→ **Using the information**
- 1) In the passage on workplace safety, can you repeat the part starting with "I hadn’t worked" and going on through "relationships with them.", switching "manufacturing plant" to "factory"?
- 2) Could you resume the passage on workplace safety right after its final sentence?

→ **Provided passage**
_ _ _ _ _ _ _

Inspiring Workers to be ‘Serious about Safety’
A workplace injury can cause plenty of disruption. There’s the personal impact on the worker — pain, perhaps a hospital stay — and, the business loses the worker’s skills and experience while they recover.
Brandon’s workplace health and safety professionals are on the front line, using their expertise to help employers and workers learn how to stay safe. Among these operatives is Al Trotz:
I’m dealing with individuals who come to work, or play a game, and at the same time have other needs, values or beliefs.
I need to take into account what’s going on in their whole life. As a health and safety person, I’ve got to understand people in order to be able to help them be safe.
I’ve been working in the health and safety area for thirteen years and have been at this job for three and a half years.
I hadn’t worked in a manufacturing plant until I came to Behlen, so there was lot to learn.
I needed time to talk to everyone and have them explain the processes they went through to do their job. While doing that I built relationships with them.
Once those relationships were strong, people knew they would be listened to when sharing ideas and concerns.
I’m here to help, and I act to solve issues right away. They run the equipment every day, so getting their input about what could be done better is invaluable.
It’s not just ensuring people are safe but that the equipment they use is safe — that means checking it every day before starting work to make sure everything is in good working order.

_ _ _ _ _ _ _

Data excerpts:
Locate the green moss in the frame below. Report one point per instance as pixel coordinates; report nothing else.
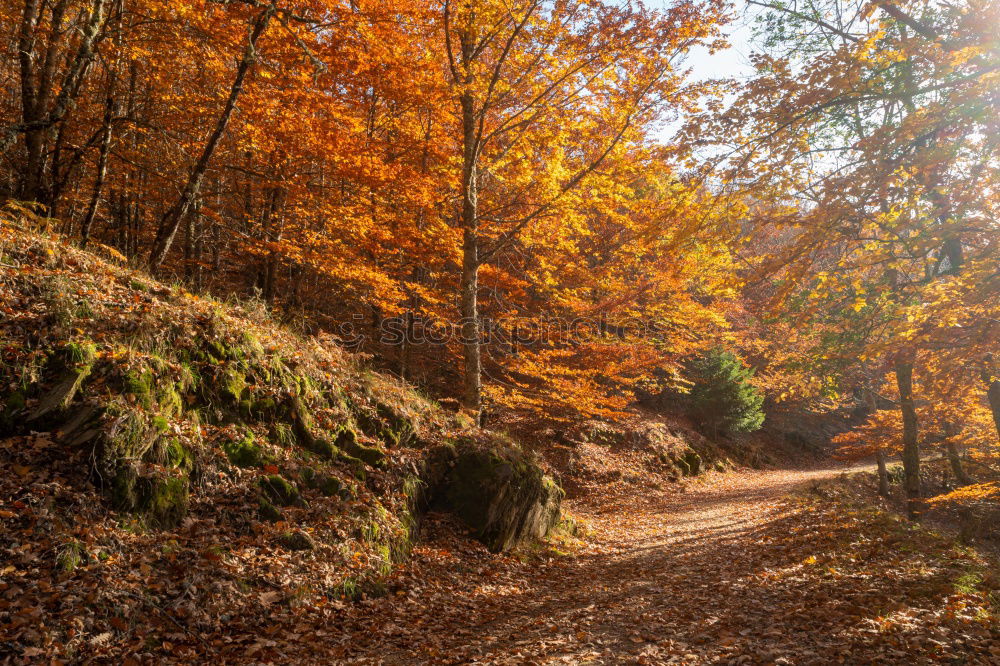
(160, 501)
(347, 441)
(244, 451)
(329, 485)
(71, 556)
(169, 400)
(130, 435)
(251, 345)
(297, 540)
(218, 350)
(283, 435)
(140, 384)
(505, 499)
(279, 490)
(232, 383)
(268, 511)
(178, 456)
(323, 448)
(79, 353)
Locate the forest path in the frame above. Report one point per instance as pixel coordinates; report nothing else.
(727, 570)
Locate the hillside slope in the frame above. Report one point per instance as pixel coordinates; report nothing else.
(175, 469)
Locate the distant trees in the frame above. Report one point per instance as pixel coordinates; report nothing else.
(870, 123)
(722, 398)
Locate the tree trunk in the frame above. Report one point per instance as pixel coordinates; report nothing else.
(102, 167)
(992, 381)
(883, 474)
(911, 447)
(956, 463)
(472, 395)
(171, 219)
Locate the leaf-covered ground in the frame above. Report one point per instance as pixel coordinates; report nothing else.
(749, 568)
(738, 568)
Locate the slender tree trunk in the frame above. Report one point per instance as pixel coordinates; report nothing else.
(956, 463)
(991, 377)
(883, 474)
(102, 168)
(171, 220)
(911, 447)
(472, 395)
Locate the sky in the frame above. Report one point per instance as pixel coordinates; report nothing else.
(734, 61)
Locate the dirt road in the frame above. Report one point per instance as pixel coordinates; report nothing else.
(729, 570)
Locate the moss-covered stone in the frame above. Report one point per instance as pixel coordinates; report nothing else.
(296, 540)
(244, 451)
(283, 434)
(267, 511)
(231, 384)
(329, 485)
(138, 382)
(72, 365)
(692, 462)
(160, 500)
(504, 498)
(71, 556)
(280, 490)
(347, 441)
(385, 422)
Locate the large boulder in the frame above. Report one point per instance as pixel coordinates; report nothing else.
(501, 494)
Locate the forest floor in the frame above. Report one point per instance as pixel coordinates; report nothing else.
(767, 567)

_ _ _ _ _ _ _

→ **Results of the tasks**
- 1)
I hadn’t worked in a factory until I came to Behlen, so there was lot to learn.
I needed time to talk to everyone and have them explain the processes they went through to do their job. While doing that I built relationships with them.

- 2)
I’ve built on the systems that were in place when I came here. I always like telling people about why we do things, and remind them to stop and think every day.
I brought in a pre-task hazard analysis program that I used when working in the oil and gas industry.
Each day the worker fills out a card identifying what they are doing that day, the hazards associated with the job, and how they can protect themselves.
Now I read these cards and see the progression from day one to how people are doing their cards now.
The information is more in depth — they are thinking more about what they are doing,
The program is voluntary. The incidents for people who fill out the cards is at zero —they are always reminding themselves to be careful.
The people who don’t do the cards always have one or two incidents.
I do safety training with new hires, look after personal protective equipment, work on return to work programs, investigate incidents and make recommendations.
Everybody here says ‘Al, you’re pretty passionate about what you do’. And I am.